**Set task:**
Extract the final stretch of the data: the line that contains "Return the outline of every instance of the sea" and every line after it, unaltered, and no other lines.

**Records for this exercise:**
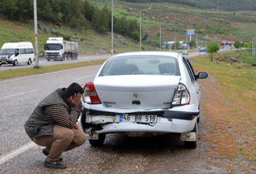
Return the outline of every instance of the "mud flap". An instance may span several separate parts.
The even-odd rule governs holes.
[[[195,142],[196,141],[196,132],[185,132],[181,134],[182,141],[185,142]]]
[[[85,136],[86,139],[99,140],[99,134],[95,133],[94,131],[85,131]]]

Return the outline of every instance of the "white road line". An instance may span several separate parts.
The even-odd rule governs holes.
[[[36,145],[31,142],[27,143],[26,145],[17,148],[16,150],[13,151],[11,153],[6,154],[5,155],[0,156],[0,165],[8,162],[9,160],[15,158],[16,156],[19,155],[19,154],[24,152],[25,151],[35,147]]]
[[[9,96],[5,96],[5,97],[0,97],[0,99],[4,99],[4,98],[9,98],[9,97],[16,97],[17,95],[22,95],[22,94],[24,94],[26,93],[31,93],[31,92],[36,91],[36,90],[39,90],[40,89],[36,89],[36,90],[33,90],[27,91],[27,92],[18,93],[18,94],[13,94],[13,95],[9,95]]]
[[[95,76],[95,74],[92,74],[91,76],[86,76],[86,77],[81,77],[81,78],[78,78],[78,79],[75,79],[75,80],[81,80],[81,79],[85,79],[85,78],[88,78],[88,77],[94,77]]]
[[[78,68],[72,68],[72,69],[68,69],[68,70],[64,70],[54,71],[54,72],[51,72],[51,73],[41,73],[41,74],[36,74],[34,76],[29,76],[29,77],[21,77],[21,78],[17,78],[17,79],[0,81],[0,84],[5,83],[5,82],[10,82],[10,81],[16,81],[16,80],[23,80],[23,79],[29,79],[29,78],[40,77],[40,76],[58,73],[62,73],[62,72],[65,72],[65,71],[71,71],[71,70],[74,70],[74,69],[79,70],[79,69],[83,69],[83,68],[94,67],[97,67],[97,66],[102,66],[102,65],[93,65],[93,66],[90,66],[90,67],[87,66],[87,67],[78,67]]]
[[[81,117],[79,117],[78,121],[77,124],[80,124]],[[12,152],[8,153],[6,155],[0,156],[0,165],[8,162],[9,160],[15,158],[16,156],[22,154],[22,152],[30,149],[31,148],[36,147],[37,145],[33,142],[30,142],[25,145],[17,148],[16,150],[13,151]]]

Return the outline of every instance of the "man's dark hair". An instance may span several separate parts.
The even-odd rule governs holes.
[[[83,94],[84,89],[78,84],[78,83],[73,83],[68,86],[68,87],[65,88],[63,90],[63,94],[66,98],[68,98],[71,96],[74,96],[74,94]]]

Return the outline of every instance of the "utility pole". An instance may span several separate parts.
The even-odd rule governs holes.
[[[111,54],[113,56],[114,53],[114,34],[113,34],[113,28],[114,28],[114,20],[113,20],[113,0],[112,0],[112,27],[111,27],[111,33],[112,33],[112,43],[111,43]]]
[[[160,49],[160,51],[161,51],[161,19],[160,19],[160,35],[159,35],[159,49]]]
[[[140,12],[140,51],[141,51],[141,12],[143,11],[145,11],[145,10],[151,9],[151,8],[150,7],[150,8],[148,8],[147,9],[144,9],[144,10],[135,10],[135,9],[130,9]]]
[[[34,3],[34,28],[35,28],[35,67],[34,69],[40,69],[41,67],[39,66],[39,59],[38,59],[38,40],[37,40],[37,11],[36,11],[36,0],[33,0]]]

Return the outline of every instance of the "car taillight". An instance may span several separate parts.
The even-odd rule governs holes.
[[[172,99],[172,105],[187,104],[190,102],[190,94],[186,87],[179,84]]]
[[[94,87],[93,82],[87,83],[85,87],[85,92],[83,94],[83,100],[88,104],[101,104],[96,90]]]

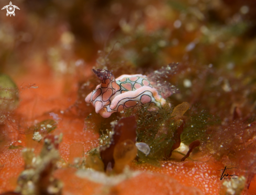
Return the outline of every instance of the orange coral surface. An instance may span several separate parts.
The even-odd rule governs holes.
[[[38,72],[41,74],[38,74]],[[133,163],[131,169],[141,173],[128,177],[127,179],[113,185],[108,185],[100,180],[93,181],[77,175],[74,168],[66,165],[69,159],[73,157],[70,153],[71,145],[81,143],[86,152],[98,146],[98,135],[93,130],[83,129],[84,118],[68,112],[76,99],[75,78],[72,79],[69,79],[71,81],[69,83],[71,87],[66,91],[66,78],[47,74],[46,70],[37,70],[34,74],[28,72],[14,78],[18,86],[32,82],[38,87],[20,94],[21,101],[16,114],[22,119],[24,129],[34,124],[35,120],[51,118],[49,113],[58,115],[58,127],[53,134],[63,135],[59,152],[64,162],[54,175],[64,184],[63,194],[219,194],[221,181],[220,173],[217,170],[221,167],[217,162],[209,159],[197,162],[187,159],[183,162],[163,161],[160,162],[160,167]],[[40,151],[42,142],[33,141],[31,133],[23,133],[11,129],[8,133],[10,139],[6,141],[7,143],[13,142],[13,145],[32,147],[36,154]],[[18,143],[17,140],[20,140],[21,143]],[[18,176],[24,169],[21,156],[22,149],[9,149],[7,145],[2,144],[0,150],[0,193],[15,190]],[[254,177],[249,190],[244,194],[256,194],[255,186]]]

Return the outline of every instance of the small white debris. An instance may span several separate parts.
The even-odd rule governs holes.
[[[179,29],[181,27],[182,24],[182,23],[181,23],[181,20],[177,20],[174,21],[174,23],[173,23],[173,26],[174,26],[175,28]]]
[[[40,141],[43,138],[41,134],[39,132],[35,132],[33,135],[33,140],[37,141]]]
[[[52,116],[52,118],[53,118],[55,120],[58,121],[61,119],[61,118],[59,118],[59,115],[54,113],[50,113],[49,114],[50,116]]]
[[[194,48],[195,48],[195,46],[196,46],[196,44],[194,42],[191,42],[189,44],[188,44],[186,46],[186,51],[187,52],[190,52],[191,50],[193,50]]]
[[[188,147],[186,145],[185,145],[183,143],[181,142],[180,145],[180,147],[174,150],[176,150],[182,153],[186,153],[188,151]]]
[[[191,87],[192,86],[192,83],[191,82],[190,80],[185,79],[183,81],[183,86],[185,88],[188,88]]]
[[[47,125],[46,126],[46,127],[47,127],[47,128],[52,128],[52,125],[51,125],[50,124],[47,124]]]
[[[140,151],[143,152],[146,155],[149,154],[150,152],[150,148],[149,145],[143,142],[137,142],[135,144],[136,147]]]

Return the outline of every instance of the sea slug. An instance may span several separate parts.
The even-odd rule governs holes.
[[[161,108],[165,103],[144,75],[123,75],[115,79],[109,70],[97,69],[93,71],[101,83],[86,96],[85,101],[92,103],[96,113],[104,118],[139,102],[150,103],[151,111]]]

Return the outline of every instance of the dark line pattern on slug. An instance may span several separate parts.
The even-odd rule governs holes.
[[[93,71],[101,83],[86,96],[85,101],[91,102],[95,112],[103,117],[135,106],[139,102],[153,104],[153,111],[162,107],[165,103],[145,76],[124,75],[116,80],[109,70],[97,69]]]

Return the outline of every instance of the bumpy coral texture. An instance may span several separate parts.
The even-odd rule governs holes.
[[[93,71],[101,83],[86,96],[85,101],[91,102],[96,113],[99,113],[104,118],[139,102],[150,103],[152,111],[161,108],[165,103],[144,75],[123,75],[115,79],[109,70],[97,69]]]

**Answer in full:**
Return the outline of every instance of the sea slug. An instance may span several separate parts.
The even-odd rule governs holes.
[[[161,108],[165,103],[144,75],[123,75],[115,79],[109,70],[97,69],[93,71],[101,83],[86,96],[85,101],[92,103],[96,113],[104,118],[139,102],[150,103],[151,111]]]

Return the outline of every instance of the dark line pattern on slug. An instance may span several separate parts.
The even-odd rule governs holes.
[[[93,71],[101,83],[86,96],[85,101],[91,102],[95,112],[103,117],[135,106],[139,102],[153,104],[153,111],[162,107],[165,103],[145,76],[124,75],[116,80],[109,70],[97,69]]]

Return the outline of every instance of the bumpy coral texture. An instance may span several separate parts.
The even-odd rule governs holes.
[[[93,71],[101,83],[86,96],[85,101],[91,102],[96,113],[99,113],[104,118],[139,102],[150,103],[152,111],[161,108],[165,103],[144,75],[123,75],[115,79],[109,70],[97,69]]]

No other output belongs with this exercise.